Selected excerpt →
Content starts
= Computationally bounded adversary =

Sending data method

In information theory, the computationally bounded adversary problem is a different way of looking at the problem of sending data over a noisy channel. In previous models the best that could be done was ensuring correct decoding for up to d/2 errors, where d was the Hamming distance of the code. The problem with doing it this way is that it does not take into consideration the actual amount of computing power available to the adversary. Rather, it only concerns itself with how many bits of a given code word can change and still have the message decode properly. In the computationally bounded adversary model the channel – the adversary – is restricted to only being able to perform a reasonable amount of computation to decide which bits of the code word need to change. In other words, this model does not need to consider how many errors can possibly be handled, but only how many errors could possibly be introduced given a reasonable amount of computing power on the part of the adversary. Once the channel has been given this restriction it becomes possible to construct codes that are both faster to encode and decode compared to previous methods that can also handle a large number of errors.

==Comparison to other models==

===Worst-case model===
At first glance, the worst-case model seems intuitively ideal. The guarantee that an algorithm will succeed no matter what is, of course, highly alluring. However, it demands too much. A real-life adversary cannot spend an indefinite amount of time examining a message in order to find the one error pattern which an algorithm would struggle with.

As a comparison, consider the Quicksort algorithm. In the worst-case scenario, Quicksort makes O(n^{2}) comparisons; however, such an occurrence is rare. Quicksort almost invariably makes O(n log n) comparisons instead, and even outperforms other algorithms which can guarantee O(n log n) behavior. Let us suppose an adversary wishes to force the Quicksort algorithm to make O(n^{2}) comparisons. Then he would have to search all of the n! permutations of the input string and test the algorithm on each until he found the one for which the algorithm runs significantly slower. But since this would take O(n!) time, it is clearly infeasible for an adversary to do this. Similarly, it is unreasonable to assume an adversary for an encoding and decoding system would be able to test every single error pattern in order to find the most effective one.
Content ends
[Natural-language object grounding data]
Content starts
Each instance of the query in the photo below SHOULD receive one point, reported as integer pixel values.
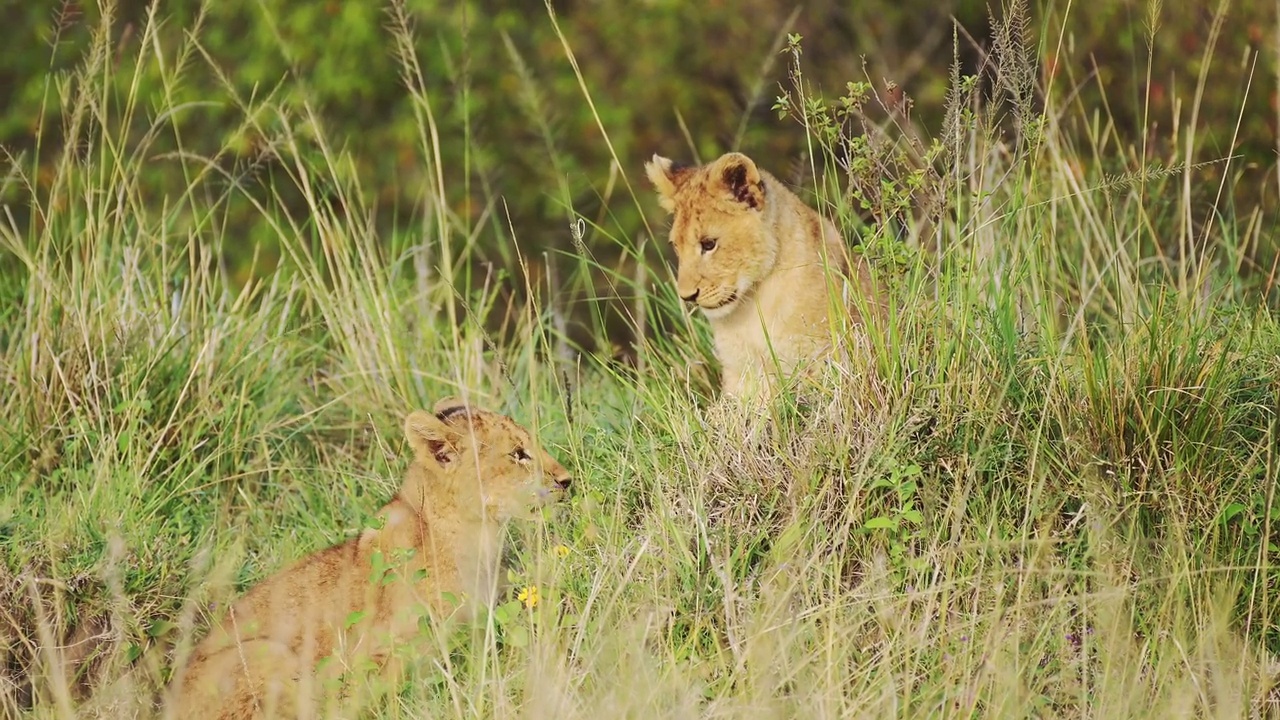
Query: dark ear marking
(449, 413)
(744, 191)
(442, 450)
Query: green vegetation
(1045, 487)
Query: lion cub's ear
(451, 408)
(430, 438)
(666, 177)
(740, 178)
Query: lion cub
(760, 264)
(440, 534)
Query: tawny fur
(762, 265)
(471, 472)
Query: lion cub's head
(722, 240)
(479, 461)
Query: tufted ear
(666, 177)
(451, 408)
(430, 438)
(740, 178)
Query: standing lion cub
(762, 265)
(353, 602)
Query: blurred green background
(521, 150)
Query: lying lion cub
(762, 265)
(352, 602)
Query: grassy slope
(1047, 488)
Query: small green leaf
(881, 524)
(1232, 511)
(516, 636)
Content ends
Content starts
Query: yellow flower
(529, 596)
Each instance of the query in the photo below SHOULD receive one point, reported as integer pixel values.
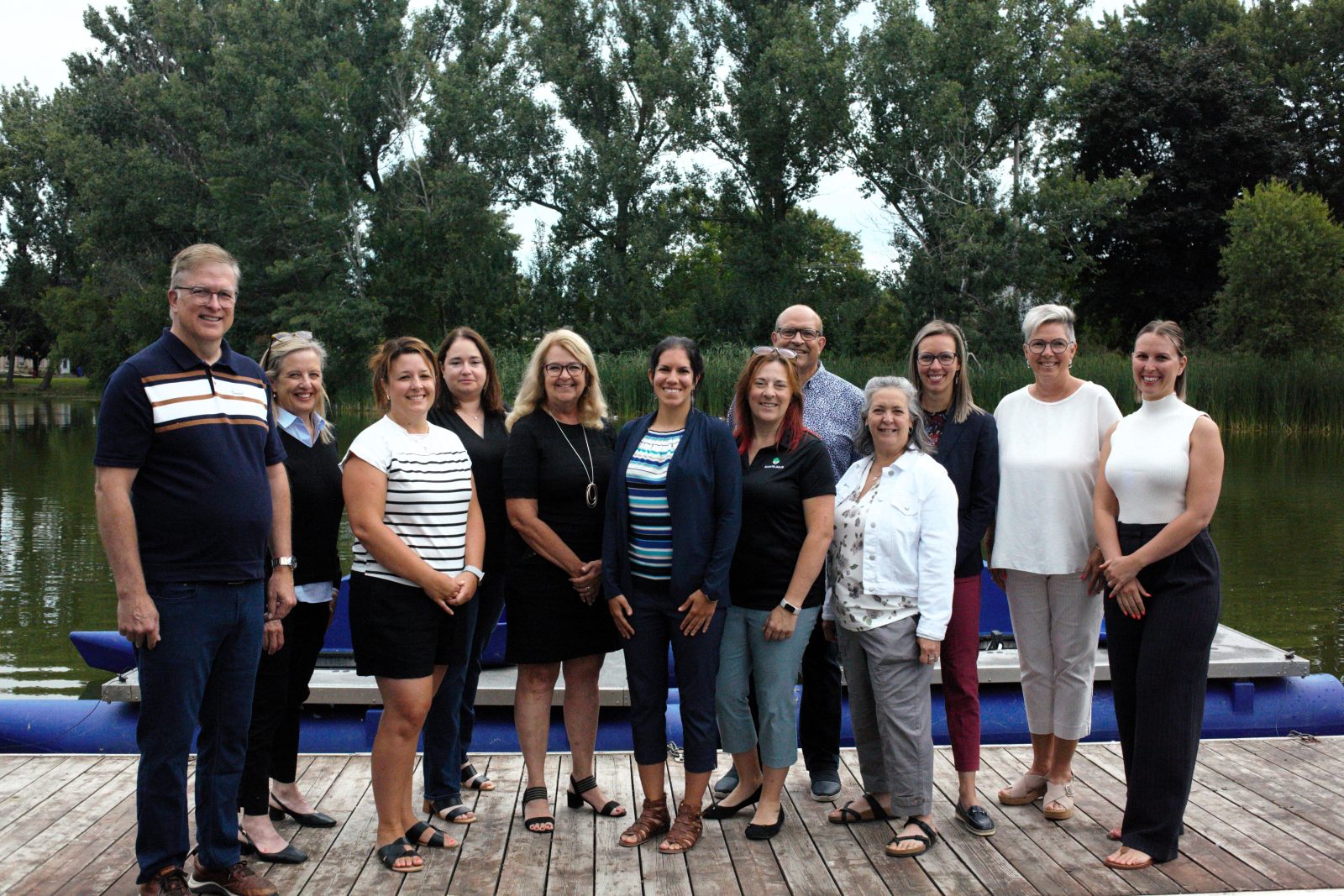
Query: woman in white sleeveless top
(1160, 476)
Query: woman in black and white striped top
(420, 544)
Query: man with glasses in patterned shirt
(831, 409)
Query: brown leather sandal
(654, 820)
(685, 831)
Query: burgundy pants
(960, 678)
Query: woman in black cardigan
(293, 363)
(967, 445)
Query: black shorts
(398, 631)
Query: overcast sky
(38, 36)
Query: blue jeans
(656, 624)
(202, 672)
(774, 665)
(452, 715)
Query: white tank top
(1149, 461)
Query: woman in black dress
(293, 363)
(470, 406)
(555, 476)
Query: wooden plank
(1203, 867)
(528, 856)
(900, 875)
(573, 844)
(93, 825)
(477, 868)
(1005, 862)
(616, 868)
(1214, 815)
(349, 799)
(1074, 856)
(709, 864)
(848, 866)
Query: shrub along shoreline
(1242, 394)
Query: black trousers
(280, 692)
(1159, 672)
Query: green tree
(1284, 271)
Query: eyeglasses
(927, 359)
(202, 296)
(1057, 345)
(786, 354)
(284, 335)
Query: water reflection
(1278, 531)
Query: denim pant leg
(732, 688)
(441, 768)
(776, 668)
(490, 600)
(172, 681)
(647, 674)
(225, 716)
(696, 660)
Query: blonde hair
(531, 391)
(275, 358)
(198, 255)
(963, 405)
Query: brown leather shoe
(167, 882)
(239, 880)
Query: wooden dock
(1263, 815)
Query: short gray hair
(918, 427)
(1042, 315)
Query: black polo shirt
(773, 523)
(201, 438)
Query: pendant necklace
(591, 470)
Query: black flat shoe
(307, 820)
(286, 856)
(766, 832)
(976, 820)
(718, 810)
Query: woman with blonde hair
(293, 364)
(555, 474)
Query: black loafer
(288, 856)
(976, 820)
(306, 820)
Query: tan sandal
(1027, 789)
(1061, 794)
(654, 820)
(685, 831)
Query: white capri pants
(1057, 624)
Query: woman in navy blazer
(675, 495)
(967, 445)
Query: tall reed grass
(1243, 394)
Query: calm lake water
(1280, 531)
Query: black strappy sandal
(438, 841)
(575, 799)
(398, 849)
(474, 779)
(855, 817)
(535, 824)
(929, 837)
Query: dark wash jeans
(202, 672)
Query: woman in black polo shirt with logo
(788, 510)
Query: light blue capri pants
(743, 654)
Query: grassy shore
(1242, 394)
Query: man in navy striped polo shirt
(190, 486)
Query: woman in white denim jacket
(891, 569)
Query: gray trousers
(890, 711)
Content ends
Content starts
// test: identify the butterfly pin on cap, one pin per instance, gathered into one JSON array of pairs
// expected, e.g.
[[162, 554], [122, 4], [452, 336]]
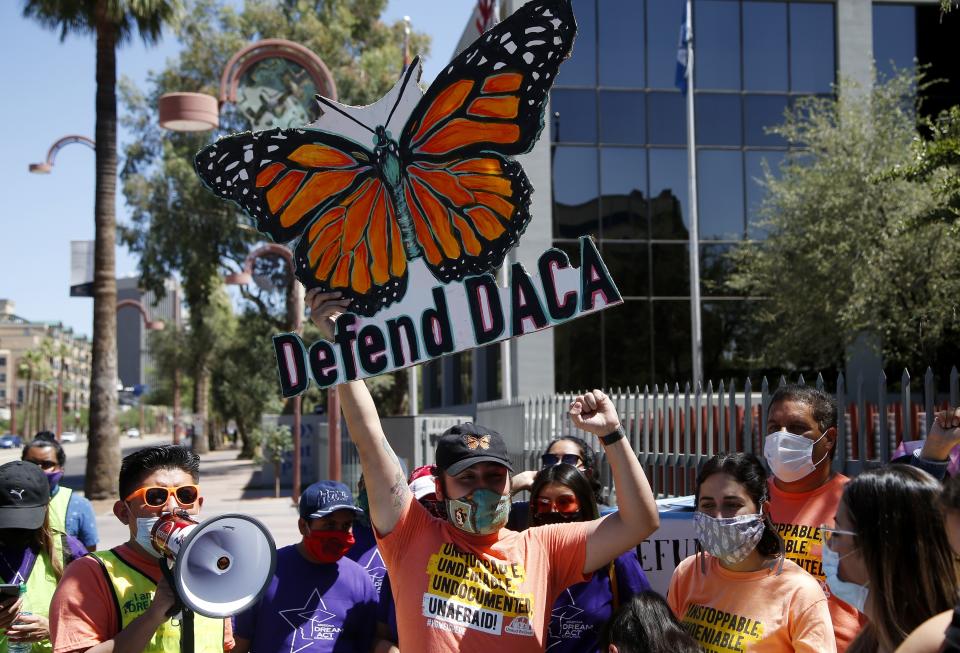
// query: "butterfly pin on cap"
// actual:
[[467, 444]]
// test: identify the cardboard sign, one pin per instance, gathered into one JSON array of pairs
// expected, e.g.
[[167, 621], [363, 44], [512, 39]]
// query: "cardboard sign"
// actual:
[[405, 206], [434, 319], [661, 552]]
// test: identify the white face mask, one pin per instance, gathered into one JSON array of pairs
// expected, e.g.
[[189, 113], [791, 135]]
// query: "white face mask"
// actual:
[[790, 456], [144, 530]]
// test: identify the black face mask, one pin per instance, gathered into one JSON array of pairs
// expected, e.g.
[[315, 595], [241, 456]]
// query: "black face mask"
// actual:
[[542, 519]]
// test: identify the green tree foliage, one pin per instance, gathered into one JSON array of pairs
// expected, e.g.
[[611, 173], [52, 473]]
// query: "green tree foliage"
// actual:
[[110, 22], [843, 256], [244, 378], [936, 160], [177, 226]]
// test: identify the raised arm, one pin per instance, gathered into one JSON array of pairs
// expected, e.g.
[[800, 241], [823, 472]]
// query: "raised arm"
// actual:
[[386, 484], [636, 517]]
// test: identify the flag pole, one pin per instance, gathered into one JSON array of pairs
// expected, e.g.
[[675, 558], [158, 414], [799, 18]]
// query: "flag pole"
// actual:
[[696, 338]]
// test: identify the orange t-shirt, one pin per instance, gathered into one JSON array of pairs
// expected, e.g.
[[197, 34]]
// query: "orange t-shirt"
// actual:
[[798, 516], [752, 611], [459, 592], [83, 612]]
Content ends
Tasks for this exercise →
1. From the text on the computationally bounded adversary, copy out the passage between "As a comparison, consider" and "most effective one.", inclusive.
2. According to the text on the computationally bounded adversary, up to how many errors could earlier models ensure correct decoding?
3. Decide whether each statement agrees with the text on the computationally bounded adversary. Answer yes or no, and quote the words that settle it.
(a) In the computationally bounded adversary model, the adversary can do an unlimited amount of computation.
(b) Quicksort almost always makes O(n log n) comparisons.
(c) Searching every permutation of the input to slow Quicksort down would take O(n!) time.

Answers for the tasks →
1.
As a comparison, consider the Quicksort algorithm. In the worst-case scenario, Quicksort makes O(n^{2}) comparisons; however, such an occurrence is rare. Quicksort almost invariably makes O(n log n) comparisons instead, and even outperforms other algorithms which can guarantee O(n log n) behavior. Let us suppose an adversary wishes to force the Quicksort algorithm to make O(n^{2}) comparisons. Then he would have to search all of the n! permutations of the input string and test the algorithm on each until he found the one for which the algorithm runs significantly slower. But since this would take O(n!) time, it is clearly infeasible for an adversary to do this. Similarly, it is unreasonable to assume an adversary for an encoding and decoding system would be able to test every single error pattern in order to find the most effective one.

2. Up to d/2 errors, where d is the Hamming distance of the code.

3.
(a) No: "is restricted to only being able to perform a reasonable amount of computation"
(b) Yes: "Quicksort almost invariably makes O(n log n) comparisons instead"
(c) Yes: "since this would take O(n!) time, it is clearly infeasible for an adversary to do this"